(Records from a dataset)
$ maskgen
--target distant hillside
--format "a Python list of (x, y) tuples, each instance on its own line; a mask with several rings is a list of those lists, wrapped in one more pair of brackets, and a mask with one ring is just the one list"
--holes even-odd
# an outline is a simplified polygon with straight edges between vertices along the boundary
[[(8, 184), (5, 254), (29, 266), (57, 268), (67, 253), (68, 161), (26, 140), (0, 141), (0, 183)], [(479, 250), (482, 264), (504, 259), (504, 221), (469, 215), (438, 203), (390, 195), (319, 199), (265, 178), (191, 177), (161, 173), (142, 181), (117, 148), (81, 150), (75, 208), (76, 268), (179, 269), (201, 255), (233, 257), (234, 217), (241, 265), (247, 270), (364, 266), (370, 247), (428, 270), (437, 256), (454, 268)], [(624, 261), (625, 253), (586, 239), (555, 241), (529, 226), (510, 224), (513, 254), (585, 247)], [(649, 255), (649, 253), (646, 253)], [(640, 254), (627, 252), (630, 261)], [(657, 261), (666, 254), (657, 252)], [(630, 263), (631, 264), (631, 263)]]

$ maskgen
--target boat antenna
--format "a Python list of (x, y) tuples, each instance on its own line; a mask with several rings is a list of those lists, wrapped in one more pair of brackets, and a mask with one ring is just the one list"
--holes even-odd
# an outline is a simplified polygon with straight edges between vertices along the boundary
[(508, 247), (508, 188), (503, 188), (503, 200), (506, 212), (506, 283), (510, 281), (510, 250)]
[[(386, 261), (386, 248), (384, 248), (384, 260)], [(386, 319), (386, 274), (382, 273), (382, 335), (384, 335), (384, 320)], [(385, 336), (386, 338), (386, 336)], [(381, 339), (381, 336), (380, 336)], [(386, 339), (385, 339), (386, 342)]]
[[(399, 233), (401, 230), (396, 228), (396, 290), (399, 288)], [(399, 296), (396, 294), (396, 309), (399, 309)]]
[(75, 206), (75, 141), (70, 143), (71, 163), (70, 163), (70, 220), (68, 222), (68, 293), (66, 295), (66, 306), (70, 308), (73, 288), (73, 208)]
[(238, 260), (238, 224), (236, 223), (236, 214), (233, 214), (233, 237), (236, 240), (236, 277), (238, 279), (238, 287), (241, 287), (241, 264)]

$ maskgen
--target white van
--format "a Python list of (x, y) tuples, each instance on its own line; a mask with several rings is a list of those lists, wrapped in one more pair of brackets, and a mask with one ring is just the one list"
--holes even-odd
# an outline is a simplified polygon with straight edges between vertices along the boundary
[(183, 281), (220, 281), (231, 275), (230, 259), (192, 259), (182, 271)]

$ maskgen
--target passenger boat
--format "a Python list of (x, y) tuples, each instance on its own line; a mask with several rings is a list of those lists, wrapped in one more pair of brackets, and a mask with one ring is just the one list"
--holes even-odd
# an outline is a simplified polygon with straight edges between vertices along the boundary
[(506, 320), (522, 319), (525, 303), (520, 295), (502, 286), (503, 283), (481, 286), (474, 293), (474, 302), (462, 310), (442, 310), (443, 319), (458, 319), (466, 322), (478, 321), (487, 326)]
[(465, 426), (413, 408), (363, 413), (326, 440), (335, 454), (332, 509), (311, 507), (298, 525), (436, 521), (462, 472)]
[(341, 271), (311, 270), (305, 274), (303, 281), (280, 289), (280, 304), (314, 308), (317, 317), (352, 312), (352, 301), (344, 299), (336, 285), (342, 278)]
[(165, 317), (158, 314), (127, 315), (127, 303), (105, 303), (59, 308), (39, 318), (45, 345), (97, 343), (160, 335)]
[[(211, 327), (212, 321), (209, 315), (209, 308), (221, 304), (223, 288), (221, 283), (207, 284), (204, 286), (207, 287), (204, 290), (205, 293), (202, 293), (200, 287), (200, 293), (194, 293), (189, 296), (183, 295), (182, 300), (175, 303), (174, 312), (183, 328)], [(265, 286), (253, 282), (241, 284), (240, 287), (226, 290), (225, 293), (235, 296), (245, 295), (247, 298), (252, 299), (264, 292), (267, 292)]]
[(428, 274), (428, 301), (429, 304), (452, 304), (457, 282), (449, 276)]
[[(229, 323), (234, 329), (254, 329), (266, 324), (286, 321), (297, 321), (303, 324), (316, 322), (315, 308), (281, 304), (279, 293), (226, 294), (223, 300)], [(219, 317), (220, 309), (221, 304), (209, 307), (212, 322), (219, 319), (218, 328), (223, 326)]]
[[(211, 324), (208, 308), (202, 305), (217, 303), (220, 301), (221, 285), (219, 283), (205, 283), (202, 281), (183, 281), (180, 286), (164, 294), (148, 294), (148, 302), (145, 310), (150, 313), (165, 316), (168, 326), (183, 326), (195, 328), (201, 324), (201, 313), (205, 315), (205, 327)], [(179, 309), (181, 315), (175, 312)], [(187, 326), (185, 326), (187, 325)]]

--

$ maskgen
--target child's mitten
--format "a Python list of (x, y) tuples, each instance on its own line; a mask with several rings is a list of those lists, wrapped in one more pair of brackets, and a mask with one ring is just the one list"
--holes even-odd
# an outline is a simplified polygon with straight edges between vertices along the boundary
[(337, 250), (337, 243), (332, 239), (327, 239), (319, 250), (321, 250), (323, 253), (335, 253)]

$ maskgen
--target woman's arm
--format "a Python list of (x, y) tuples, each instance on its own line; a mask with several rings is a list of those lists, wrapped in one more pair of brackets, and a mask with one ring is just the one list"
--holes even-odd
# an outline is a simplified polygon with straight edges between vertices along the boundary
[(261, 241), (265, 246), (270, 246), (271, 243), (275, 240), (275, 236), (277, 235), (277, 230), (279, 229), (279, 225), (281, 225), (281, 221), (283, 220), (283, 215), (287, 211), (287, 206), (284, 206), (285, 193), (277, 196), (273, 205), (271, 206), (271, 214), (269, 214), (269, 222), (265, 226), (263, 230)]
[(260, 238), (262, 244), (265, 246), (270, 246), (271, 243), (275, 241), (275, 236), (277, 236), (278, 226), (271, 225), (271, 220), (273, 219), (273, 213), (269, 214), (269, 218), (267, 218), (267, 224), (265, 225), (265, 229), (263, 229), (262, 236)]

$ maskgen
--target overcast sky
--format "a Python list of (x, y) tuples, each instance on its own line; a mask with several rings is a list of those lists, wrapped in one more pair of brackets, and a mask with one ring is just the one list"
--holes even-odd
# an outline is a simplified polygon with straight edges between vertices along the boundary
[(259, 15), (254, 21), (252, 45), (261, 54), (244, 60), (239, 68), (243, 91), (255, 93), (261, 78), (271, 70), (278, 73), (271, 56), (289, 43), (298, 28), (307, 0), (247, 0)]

■ THE PROBLEM:
Copy out each line carrying the string "target" from the data.

■ FINISHED EXERCISE:
--target distant hillside
--target boat antenna
--target white van
--target passenger boat
--target child's mitten
--target woman's arm
--target overcast sky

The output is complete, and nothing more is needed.